Segment Start: PROVIDED TEXT
HPLC Analytical System. Analysis of radioactive E₂ metabolites was performed with an HPLC system coupled with in-line radioactivity and UV detection. The HPLC system consisted of a Waters 2690 separation module (Waters, Milford, MA), a radioactivity detector (ß-RAM; IN/US Systems, Inc., Tampa, FL), a Waters UV detector (model 484), and an Ultracarb 5 ODS column (150 x 4.60 mm; Phenomenex, Torrance, CA). The solvent system for the separation of E₂, estrone, and their metabolites consisted of acetonitrile (solvent A), water (solvent B), and methanol (solvent C).

The solvent gradient (solvent A/solvent B/solvent C) used for the selective separation of various polar estrogen metabolites (method I) was as follows: 8 min of an isocratic elution at 16:68:16, 7 min of a concave gradient (curve number 9) to 18:64:18, 13 min of a concave gradient (curve number 8) to 20:59:21, 10 min of a convex gradient (curve number 2) to 22:57:21, 13 min of a concave gradient (curve number 8) to 58:21:21, followed by a 0.1-min step to 92:5:3 and an 8.9-min isocratic period at 92:5:3. The gradient was then returned to the initial condition (16:68:16) and held for 10 min before analysis of the next sample.

The solvent gradient (solvent A/solvent B/solvent C) used for simultaneous separation of both polar and nonpolar estrogen metabolites (method II) was as follows: 8 min of an isocratic elution at 16:68:16, 7 min of a concave gradient (curve number 9) to 18:64:18, 13 min of a concave gradient (curve number 8) to 20:59:21, 10 min of a convex gradient (curve number 2) to 22:57:21, 32 min of a linear gradient (curve number 6) to 30:40:30, 10 min of a concave gradient (curve number 9) to 35:35:30, 10 min of a concave gradient (curve number 9) to 40:30:30, 10 min of a concave gradient (curve number 9) to 45:25:30, 10 min of a concave gradient (curve number 9) to 50:20:30, 10 min of a concave gradient (curve number 9) to 55:15:30, 5 min of a concave gradient (curve number 9) to 60:10:30, and 5 min of a concave gradient (curve number 9) to 65:5:30. The gradient was then returned to the initial condition (16:68:16) and held for 15 min before analysis of the next sample.
Segment End: PROVIDED TEXT
Segment Start: INFORMATION SUPPLIED
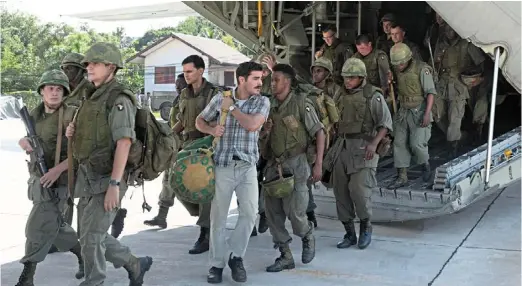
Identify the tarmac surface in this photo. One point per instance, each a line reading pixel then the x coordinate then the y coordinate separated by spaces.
pixel 480 245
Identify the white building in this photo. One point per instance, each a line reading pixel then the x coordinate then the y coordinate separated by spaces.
pixel 162 61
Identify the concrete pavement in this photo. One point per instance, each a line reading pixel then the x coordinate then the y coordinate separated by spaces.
pixel 479 246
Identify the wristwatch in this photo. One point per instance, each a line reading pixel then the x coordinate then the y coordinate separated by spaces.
pixel 114 183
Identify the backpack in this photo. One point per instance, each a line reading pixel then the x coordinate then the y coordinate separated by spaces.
pixel 155 147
Segment End: INFORMATION SUPPLIED
> **TASKS TO CARRY OUT**:
- 1) Print the part of the HPLC methods text between "HPLC Analytical System." and "methanol (solvent C).", inclusive.
- 2) According to the HPLC methods text, what is each of the two solvent gradients, method I and method II, used for? Answer in one to three sentences.

> **SOLUTIONS BY TASK**:
- 1)
HPLC Analytical System. Analysis of radioactive E₂ metabolites was performed with an HPLC system coupled with in-line radioactivity and UV detection. The HPLC system consisted of a Waters 2690 separation module (Waters, Milford, MA), a radioactivity detector (ß-RAM; IN/US Systems, Inc., Tampa, FL), a Waters UV detector (model 484), and an Ultracarb 5 ODS column (150 x 4.60 mm; Phenomenex, Torrance, CA). The solvent system for the separation of E₂, estrone, and their metabolites consisted of acetonitrile (solvent A), water (solvent B), and methanol (solvent C).

- 2) Method I is used for the selective separation of various polar estrogen metabolites. Method II is used for the simultaneous separation of both polar and nonpolar estrogen metabolites.